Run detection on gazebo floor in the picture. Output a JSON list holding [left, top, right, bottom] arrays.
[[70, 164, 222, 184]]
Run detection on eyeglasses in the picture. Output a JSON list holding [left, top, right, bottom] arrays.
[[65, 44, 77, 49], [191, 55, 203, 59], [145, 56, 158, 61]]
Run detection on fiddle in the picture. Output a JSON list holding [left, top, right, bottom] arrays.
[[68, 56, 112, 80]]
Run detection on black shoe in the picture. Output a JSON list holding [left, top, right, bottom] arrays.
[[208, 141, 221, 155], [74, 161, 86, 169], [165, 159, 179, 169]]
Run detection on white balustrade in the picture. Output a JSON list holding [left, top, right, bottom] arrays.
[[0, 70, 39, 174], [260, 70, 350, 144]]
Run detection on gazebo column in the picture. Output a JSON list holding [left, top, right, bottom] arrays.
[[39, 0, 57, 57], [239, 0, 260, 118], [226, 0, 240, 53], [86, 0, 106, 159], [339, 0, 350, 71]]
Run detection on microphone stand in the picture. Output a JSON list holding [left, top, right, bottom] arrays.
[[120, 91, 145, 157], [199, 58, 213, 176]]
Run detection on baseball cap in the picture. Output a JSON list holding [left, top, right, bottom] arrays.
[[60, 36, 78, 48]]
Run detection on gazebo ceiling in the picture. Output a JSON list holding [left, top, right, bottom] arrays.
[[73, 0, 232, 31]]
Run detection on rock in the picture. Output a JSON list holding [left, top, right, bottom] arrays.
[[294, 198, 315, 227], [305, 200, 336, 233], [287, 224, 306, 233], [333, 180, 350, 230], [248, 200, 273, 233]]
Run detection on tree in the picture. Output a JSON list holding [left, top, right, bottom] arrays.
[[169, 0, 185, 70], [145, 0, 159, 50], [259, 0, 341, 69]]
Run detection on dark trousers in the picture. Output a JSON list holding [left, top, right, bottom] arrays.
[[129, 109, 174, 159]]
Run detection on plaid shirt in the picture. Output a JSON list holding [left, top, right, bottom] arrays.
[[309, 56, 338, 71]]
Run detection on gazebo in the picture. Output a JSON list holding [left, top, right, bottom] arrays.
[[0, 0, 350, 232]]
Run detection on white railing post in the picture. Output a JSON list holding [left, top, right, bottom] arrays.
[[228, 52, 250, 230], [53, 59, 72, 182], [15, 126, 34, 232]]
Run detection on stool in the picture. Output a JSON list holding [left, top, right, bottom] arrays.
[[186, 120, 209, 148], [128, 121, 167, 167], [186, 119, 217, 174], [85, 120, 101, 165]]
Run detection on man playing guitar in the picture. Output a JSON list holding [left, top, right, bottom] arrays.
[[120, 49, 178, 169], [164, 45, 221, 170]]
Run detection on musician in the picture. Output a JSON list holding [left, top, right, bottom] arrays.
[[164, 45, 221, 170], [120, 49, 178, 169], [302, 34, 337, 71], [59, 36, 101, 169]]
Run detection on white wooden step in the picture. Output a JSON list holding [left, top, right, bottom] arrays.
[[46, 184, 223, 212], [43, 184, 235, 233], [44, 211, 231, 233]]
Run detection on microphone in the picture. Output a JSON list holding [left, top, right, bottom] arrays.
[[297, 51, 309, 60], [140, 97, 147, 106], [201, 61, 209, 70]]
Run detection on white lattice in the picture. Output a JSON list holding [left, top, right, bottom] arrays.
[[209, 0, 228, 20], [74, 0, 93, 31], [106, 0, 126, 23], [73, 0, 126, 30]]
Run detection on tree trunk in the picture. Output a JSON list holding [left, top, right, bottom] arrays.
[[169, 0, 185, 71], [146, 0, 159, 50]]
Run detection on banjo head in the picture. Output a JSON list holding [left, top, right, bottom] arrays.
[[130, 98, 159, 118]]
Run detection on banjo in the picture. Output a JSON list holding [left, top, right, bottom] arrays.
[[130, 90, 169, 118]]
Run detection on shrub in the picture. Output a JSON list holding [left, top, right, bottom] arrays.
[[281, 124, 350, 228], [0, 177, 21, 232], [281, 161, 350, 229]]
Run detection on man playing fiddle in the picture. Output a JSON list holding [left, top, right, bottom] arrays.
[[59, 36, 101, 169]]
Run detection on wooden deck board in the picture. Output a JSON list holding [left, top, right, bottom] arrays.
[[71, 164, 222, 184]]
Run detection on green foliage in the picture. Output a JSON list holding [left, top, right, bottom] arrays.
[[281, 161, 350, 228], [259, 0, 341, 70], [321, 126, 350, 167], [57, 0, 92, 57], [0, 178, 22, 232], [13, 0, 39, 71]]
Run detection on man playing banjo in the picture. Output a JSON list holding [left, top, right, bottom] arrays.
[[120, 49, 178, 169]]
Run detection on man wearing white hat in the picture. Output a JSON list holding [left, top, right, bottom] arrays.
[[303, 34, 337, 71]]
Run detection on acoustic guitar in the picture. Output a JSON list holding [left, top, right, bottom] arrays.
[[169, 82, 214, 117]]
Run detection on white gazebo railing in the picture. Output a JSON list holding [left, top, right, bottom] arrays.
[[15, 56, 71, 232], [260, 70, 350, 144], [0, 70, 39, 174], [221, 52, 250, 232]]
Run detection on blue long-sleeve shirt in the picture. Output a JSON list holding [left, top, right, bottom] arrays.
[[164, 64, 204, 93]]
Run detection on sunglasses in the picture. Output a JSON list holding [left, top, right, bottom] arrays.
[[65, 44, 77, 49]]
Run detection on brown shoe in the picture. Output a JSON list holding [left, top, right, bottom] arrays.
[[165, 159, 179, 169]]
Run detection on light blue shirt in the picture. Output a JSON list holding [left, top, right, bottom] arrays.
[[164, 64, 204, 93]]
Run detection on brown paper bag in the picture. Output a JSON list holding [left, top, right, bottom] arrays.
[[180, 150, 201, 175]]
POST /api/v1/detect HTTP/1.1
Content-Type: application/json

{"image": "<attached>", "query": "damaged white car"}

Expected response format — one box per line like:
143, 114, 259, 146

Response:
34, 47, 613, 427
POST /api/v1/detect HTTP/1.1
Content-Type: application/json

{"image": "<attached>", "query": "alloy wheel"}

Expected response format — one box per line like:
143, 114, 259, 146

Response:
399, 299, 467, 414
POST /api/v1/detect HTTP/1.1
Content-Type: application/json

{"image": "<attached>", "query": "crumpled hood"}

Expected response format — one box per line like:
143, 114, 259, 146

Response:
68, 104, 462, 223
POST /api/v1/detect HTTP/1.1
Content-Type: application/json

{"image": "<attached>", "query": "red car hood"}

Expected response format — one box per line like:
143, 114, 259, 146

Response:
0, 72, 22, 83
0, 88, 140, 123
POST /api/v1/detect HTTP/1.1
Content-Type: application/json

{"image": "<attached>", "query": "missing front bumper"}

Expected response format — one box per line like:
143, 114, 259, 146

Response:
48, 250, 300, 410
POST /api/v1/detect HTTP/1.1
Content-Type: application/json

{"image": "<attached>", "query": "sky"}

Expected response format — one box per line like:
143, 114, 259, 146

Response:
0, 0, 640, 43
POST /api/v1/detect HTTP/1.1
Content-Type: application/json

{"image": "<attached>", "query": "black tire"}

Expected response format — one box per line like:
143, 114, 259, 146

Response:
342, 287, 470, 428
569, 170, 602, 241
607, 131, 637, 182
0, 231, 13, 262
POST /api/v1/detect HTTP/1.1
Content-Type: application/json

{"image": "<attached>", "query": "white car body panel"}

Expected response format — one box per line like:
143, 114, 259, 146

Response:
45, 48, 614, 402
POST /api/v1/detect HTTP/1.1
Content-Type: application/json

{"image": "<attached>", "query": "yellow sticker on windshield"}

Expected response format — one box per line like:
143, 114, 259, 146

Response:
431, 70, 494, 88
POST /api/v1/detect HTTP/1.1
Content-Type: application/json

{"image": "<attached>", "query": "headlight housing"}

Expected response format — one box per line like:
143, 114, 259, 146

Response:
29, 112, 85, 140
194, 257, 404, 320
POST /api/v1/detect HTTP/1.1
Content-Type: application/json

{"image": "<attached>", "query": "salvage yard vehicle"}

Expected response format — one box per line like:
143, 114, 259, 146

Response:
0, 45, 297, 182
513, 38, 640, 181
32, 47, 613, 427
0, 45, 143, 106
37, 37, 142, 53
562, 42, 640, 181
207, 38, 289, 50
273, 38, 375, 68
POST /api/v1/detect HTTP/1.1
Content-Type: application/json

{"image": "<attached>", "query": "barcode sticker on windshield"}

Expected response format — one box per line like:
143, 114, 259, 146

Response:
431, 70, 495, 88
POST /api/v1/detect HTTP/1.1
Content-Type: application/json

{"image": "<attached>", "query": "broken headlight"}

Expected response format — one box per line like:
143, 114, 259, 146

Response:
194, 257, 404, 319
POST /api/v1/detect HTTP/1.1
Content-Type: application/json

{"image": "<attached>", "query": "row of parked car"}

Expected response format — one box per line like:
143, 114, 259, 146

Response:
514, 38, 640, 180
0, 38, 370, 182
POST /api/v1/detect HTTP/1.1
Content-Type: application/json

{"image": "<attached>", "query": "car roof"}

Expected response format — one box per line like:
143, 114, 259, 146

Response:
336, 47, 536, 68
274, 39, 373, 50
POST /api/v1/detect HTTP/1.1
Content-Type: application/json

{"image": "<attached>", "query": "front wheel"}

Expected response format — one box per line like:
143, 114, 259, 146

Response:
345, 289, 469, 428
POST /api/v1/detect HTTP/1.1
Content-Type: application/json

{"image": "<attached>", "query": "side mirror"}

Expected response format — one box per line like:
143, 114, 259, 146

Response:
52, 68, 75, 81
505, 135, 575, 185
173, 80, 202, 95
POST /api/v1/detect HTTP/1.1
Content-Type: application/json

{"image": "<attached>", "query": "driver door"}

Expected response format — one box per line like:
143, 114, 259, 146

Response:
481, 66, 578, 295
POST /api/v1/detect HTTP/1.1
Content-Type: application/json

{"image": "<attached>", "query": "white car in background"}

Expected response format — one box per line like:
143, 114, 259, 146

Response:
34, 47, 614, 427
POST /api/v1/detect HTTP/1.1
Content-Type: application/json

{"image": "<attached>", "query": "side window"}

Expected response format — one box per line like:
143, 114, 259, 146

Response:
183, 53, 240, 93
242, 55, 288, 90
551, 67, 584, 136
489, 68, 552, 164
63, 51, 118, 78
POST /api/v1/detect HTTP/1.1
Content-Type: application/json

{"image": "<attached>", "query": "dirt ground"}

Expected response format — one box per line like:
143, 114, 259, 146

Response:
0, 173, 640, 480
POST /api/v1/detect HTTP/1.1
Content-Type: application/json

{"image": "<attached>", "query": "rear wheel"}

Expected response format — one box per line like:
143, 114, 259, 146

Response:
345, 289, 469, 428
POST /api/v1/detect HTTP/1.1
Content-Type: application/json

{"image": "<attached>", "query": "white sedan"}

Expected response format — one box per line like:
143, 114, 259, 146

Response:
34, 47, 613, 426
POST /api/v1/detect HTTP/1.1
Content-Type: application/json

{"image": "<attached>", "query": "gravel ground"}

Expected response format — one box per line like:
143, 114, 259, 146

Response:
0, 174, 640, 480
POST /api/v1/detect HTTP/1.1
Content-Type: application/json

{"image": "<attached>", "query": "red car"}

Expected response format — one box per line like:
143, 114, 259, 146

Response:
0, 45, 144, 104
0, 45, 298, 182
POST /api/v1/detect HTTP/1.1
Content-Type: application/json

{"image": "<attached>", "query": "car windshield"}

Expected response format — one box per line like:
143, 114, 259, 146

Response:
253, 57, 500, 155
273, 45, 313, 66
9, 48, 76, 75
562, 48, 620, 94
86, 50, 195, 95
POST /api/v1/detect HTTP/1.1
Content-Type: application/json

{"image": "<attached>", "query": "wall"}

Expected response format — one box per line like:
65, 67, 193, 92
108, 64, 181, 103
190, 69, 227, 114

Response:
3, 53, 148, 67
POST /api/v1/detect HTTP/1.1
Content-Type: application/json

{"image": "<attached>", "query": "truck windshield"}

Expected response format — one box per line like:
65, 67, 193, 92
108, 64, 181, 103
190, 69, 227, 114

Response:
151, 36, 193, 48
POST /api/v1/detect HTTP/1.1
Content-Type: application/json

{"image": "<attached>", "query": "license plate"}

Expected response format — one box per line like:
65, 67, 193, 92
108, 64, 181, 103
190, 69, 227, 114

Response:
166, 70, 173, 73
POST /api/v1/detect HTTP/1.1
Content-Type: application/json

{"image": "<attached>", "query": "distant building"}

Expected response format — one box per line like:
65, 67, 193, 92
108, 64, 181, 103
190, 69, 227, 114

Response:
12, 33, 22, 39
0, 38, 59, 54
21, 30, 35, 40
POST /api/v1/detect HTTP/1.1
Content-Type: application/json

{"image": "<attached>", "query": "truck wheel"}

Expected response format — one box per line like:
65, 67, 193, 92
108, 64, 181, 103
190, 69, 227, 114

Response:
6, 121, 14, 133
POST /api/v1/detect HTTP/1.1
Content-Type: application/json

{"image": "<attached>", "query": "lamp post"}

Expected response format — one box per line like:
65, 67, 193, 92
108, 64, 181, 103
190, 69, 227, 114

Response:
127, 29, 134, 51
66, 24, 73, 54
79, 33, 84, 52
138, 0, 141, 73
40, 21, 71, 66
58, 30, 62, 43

## Problem to solve
From the start of the rows through the line containing "[[70, 164, 222, 184]]", change "gazebo floor" to "gazebo deck" and leave everything else as it is. Give back only those lines.

## Output for this exercise
Run detection on gazebo deck in the picture. Output a JSON list holding [left, top, right, bottom] arrays.
[[70, 164, 222, 184]]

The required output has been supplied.